| EXCERPTED PASSAGE |
★ ★ ★ ★
Day 102

Park View (October 8, 2020)

It’s hard to describe exactly why, but there is something about Park View that distinguishes it from the surrounding neighborhoods. Maybe, it’s that we definitely felt as though we were on an elevated point in the City as we walked through the neighborhood. Maybe it’s that the row houses that constitute most of the neighborhood are more varied than usual. Particularly on Warder Street, which was wide and unusually bare of trees, it was almost as if we weren’t in Washington at all.

The other day, we posted photos of green houses. Today we are going with blue.

However, we couldn’t resist just one more green house.

As we have walked through Columbia Heights and Park View we have noticed many of the row houses are being renovated. You can usually tell these because they are inevitably painted some combination of grey and off-white.

We really liked this modern and simple brick home with its dark trim.
★ ★ ★ ★
| Collected data entries |

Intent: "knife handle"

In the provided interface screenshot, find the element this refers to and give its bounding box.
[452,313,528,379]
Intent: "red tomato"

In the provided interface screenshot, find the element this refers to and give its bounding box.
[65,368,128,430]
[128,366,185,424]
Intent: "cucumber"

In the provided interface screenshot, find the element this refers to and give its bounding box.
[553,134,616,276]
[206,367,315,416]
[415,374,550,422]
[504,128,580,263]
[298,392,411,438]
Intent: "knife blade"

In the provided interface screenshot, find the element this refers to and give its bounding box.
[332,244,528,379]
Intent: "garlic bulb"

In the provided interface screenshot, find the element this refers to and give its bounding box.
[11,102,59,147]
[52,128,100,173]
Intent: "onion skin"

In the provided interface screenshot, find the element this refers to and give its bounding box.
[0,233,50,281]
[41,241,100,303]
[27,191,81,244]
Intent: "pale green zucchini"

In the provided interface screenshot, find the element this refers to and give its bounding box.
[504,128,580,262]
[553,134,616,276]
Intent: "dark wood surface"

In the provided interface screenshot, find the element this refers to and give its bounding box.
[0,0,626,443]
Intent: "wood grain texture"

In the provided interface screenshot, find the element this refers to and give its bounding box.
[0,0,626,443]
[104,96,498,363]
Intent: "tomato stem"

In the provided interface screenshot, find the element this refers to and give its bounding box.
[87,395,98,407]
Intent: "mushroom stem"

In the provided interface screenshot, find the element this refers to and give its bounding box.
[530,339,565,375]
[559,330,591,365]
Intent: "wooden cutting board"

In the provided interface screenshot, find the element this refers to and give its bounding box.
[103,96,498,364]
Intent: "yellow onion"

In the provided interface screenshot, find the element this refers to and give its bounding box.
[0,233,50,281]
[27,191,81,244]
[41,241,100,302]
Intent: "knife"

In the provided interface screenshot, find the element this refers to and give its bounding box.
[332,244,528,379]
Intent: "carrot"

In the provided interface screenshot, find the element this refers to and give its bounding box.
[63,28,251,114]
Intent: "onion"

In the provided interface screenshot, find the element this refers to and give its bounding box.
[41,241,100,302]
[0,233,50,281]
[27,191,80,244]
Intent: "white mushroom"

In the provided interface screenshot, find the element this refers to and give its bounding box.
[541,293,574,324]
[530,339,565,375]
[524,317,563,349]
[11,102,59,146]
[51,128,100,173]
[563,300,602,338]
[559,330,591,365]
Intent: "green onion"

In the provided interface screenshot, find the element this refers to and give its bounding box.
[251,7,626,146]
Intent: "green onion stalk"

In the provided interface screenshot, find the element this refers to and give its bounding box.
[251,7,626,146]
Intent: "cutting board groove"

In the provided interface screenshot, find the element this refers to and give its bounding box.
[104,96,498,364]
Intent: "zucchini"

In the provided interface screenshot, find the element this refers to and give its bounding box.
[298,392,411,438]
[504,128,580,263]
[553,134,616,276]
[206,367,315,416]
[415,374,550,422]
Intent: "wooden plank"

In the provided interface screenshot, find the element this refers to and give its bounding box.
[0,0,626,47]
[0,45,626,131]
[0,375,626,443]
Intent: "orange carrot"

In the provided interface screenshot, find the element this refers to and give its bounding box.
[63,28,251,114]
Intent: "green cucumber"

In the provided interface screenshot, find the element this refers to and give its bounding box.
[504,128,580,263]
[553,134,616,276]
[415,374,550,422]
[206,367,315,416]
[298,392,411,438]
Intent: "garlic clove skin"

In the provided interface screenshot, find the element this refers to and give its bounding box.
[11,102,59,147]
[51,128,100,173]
★ ★ ★ ★
| WHAT IS BEING ASKED |
Transcribe the stretch of the Park View walk text from "Park View (October" through "Washington at all.". The entries can be set aside, since nothing here depends on them.

| YOUR SOLUTION |
Park View (October 8, 2020)

It’s hard to describe exactly why, but there is something about Park View that distinguishes it from the surrounding neighborhoods. Maybe, it’s that we definitely felt as though we were on an elevated point in the City as we walked through the neighborhood. Maybe it’s that the row houses that constitute most of the neighborhood are more varied than usual. Particularly on Warder Street, which was wide and unusually bare of trees, it was almost as if we weren’t in Washington at all.